- _TASKS AND EXERCISES_:
**1.** According to the inquiry article, during which years did Cardinal Vincent Nichols head the Birmingham archdiocese?
**2.** Please continue the inquiry article from the point where it stops.
-------- TEXT TO READ --------
Birmingham Archbishop Bernard Longley will be testifying before the inquiry this week; Cardinal Vincent Nichols of Westminster, who headed the Birmingham archdiocese from 2000-2009, became ill at a Remembrance Sunday event and will not be able to offer testimony.

During his time as Archbishop of Birmingham, Nichols paid out several settlements for alleged victims of Tolkien, who consistently denied the charges against him.

Archdiocesan records show that a complaint was received against Tolkien in 1968 – although the actual document is missing, other documents reference it and the fact the priest was sent for treatment during this period – and the inquiry was told Nichols had informed his lawyers he didn’t want the complainants to be informed of the archdiocese’s prior knowledge.

An apology from Nichols was read out at the inquiry on Monday by a lawyer for the archdiocese: “Often in the past we failed to respond promptly and vigorously to the cries and accounts of victims. We followed our instincts in trusting those fellow priests who were in fact criminals. We put too much in our sense of duty to shield other Catholics from these horrors, putting what we saw to be the good of church before a search for the truth of what happened.”

However, the cardinal drew criticism from lawyer Richard Scorer, who represents several of Tolkien’s alleged victims.

“It wasn’t settled because Archbishop Nichols wanted to ‘do the right thing’ by a victim of abuse. If you study the file, we suggest it is very plain that Mr Carrie’s claim, and those of other victims of John Tolkien, were settled for one reason and one reason alone – because in the absence of a settlement, the archdiocese would have been obliged to disclose that they had received a complaint, or possibly complaints in the plural, of sexual indecency by Father Tolkien in 1968,” Scorer told the inquiry.
-------- MATERIAL --------
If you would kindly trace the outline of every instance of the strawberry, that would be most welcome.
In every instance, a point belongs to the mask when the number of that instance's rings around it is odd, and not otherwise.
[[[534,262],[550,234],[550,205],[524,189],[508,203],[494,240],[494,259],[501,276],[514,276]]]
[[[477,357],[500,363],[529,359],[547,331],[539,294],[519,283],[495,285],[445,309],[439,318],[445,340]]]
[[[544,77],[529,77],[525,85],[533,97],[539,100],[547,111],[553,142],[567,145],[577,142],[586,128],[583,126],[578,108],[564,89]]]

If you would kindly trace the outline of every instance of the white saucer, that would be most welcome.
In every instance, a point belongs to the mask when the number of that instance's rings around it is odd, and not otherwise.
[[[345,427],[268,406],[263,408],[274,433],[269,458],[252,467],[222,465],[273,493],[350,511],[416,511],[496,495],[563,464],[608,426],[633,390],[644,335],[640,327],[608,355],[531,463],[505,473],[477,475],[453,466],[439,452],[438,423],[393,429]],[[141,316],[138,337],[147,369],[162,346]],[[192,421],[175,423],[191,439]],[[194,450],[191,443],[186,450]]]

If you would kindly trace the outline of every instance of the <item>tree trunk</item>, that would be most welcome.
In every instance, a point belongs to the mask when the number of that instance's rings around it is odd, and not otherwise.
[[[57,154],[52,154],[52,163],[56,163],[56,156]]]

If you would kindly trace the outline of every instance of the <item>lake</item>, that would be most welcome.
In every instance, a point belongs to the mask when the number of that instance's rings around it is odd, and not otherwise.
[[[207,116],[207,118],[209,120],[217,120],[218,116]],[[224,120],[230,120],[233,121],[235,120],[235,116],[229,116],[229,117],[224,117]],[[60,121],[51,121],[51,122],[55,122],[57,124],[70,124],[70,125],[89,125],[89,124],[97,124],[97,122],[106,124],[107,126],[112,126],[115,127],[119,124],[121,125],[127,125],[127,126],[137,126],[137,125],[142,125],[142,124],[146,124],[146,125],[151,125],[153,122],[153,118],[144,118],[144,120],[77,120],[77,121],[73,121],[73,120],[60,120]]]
--------
- _RESULTS FOR EACH TASK_:
**1.** From 2000 to 2009.

**2.**
Christopher Carrie said he was abused by Tolkien when he was 11 in the 1950s and informed the archdiocese decades later in the early 1990s, and again in the early 2000s.

On Tuesday, another alleged victim said he had been sent to Tolkien for help with his reading when he was abused.

“He said I’d been chosen – it was between me, him and Jesus,” the unidentified man told the inquiry.

“Then he said I needed to take my trousers down and kneel in the prayer position, and keep my eyes closed, and my hands together. Then he took my underwear down.”

The victim said he confided in another priest about the abuse, but he refused to help.

“He knew what was going on, but he couldn’t do anything about it because the power Tolkien had – financially, and with the Bishop – was too much and he would have been thrown out,” he said.

The inquiry heard testimony about former priest James Robinson, who was jailed in 2010.

One unidentified victim said Robinson had “destroyed my life, not once, not twice but repeatedly and it’s ongoing.”

“I’ve been fighting for my sanity. I clearly documented extremely dubious behaviour by the Archdiocese of Birmingham and the West Midlands Police and what I want to say is this can’t go on,” the witness said.

“If you want to know the emotional impact for me that’s… little children know… people who they think are angels turn out to be demons. As they’re being assaulted in their heart is why? Why are you doing this to me?”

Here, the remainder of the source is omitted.